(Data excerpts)
== Segment start ==
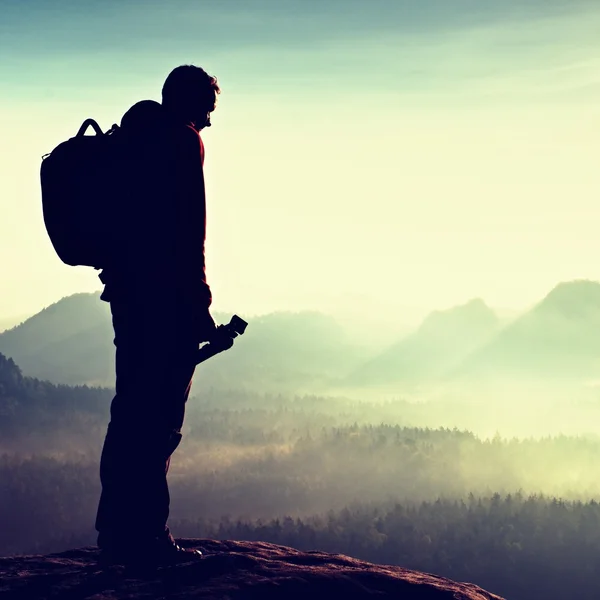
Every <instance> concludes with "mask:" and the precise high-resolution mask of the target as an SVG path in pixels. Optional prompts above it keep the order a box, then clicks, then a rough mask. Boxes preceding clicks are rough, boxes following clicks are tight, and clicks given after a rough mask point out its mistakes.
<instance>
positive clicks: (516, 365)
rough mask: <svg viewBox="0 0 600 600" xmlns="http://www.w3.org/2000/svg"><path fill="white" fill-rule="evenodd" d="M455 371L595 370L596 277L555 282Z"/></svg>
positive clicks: (466, 375)
mask: <svg viewBox="0 0 600 600" xmlns="http://www.w3.org/2000/svg"><path fill="white" fill-rule="evenodd" d="M453 375H454V376H455V377H460V378H469V377H481V376H491V375H496V376H505V377H530V378H534V377H544V378H550V379H552V378H556V377H567V378H588V377H598V376H600V283H598V282H595V281H589V280H577V281H572V282H566V283H561V284H559V285H557V286H556V287H555V288H554V289H553V290H552V291H551V292H550V293H549V294H548V295H547V296H546V297H545V298H544V299H543V300H542V301H541V302H539V303H538V304H537V305H536V306H534V307H533V309H531V310H530V311H529V312H527V313H526V314H524V315H522V316H521V317H519V318H518V319H516V320H515V321H514V322H512V323H511V324H509V325H508V326H507V327H506V328H504V329H503V330H502V331H501V332H500V333H499V334H498V335H497V336H496V337H495V338H494V339H493V340H491V341H490V342H489V343H488V344H487V345H486V346H485V347H483V348H481V349H479V350H478V351H477V352H474V353H473V354H472V355H471V356H469V357H468V358H467V359H466V360H465V361H464V363H463V364H462V365H461V366H460V367H459V368H458V369H456V371H455V373H454V374H453Z"/></svg>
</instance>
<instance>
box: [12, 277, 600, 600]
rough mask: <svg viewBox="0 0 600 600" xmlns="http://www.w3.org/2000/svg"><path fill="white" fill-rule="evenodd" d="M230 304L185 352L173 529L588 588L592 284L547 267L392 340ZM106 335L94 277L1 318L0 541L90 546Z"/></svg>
== Segment end ==
§ Problem requirements:
Reproduce the listing above word for word, leaving out the pictures.

§ Exercise solution:
Every <instance> concludes with "mask:" and the precise high-resolution mask of the target as an SVG path in pixels. Optional prompts above it keep the order a box, then clicks, then a rough mask. Boxes preceding clicks are rough, boxes following clicks are tight, and clicks given after a rough mask point out its mistakes.
<instance>
positive clicks: (516, 365)
rough mask: <svg viewBox="0 0 600 600" xmlns="http://www.w3.org/2000/svg"><path fill="white" fill-rule="evenodd" d="M455 371L595 370L596 277L555 282Z"/></svg>
positive clicks: (466, 375)
mask: <svg viewBox="0 0 600 600" xmlns="http://www.w3.org/2000/svg"><path fill="white" fill-rule="evenodd" d="M453 375H454V376H455V377H460V378H469V377H481V376H491V375H496V376H505V377H530V378H534V377H544V378H550V379H552V378H556V377H567V378H588V377H598V376H600V283H598V282H595V281H589V280H577V281H572V282H566V283H561V284H559V285H557V286H556V287H555V288H554V289H553V290H552V291H551V292H550V293H549V294H548V295H547V296H546V297H545V298H544V299H543V300H542V301H541V302H539V303H538V304H537V305H536V306H534V307H533V309H531V310H530V311H529V312H527V313H526V314H524V315H522V316H521V317H519V318H518V319H516V320H515V321H514V322H512V323H511V324H509V325H508V326H507V327H506V328H504V329H503V330H502V331H501V332H500V333H499V334H498V335H497V336H496V337H495V338H494V339H493V340H491V341H490V342H489V343H488V344H487V345H486V346H485V347H483V348H481V349H479V350H478V351H477V352H474V353H473V354H472V355H471V356H469V357H468V358H467V359H466V360H465V361H464V363H463V364H462V365H461V366H460V367H459V368H458V369H456V371H455V373H454V374H453Z"/></svg>
</instance>
<instance>
box: [12, 277, 600, 600]
rough mask: <svg viewBox="0 0 600 600" xmlns="http://www.w3.org/2000/svg"><path fill="white" fill-rule="evenodd" d="M230 304L185 352L173 529L588 588L592 284L547 267L392 340ZM106 335L94 277L1 318L0 541L90 546Z"/></svg>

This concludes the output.